Given request :: Pull out every line in the entries below that contains the word "colorful", and copy those lines. Case counts.

Exercise data ::
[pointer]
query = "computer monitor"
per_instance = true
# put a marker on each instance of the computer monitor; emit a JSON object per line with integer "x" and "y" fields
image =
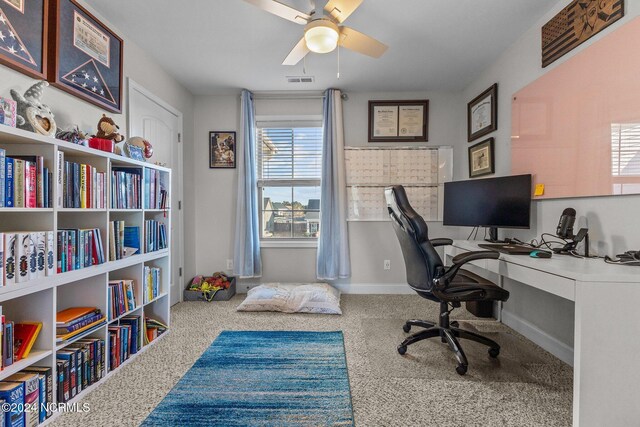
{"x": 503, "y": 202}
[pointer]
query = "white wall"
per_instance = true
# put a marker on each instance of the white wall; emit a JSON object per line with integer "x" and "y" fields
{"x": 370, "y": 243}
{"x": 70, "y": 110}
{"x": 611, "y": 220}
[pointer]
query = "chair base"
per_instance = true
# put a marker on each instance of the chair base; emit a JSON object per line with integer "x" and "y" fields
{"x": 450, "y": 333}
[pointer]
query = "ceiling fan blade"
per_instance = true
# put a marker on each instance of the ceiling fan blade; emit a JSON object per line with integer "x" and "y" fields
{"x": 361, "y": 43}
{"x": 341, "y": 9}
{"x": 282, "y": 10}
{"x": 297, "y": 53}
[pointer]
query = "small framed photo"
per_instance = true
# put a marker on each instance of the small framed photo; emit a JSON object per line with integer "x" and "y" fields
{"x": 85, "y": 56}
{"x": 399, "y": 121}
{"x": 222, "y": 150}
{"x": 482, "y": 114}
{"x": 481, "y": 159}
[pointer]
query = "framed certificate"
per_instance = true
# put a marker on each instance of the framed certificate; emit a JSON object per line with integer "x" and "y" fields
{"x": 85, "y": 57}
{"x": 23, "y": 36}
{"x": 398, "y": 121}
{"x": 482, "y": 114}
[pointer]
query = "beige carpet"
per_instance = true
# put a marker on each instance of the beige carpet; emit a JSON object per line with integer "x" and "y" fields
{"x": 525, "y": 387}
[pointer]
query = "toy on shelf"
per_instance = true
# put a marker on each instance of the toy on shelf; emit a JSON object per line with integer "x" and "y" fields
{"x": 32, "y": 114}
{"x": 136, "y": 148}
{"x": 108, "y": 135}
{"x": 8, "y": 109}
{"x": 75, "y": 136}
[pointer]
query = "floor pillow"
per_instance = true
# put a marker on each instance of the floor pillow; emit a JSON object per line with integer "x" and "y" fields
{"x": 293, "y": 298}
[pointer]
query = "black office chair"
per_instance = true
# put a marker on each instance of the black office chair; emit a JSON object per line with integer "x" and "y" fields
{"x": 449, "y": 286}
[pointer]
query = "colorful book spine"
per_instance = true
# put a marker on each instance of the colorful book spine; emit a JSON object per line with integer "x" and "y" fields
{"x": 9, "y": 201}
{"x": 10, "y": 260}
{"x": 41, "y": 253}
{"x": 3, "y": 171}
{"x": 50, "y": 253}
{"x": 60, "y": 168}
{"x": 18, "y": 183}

...

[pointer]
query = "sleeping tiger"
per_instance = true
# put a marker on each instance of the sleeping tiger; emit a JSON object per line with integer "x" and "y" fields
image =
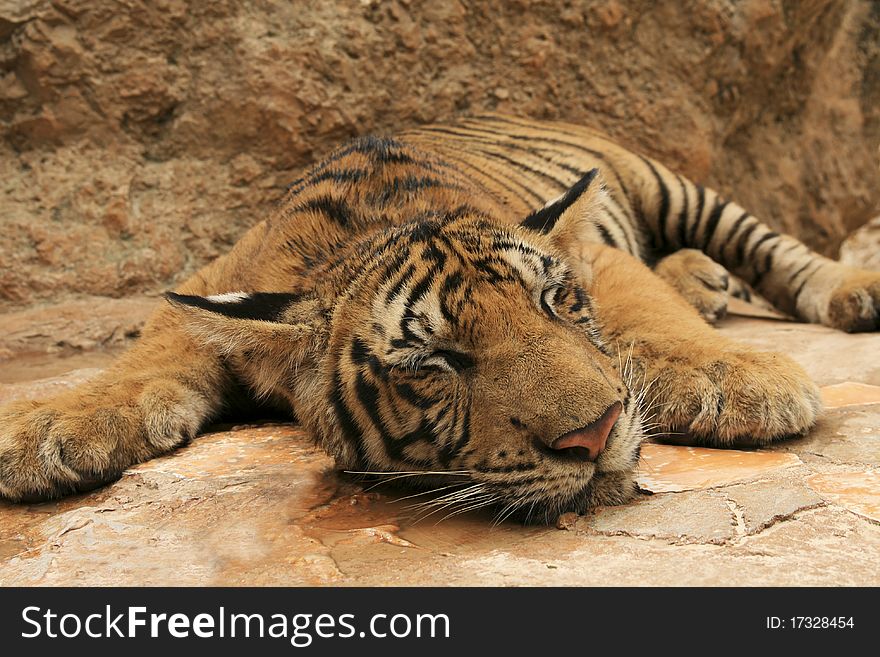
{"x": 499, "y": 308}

Correct output ::
query = "colorful book spine"
# put a marker on each instance of the colorful book spine; emit a JSON object per line with integer "x" and "y" fields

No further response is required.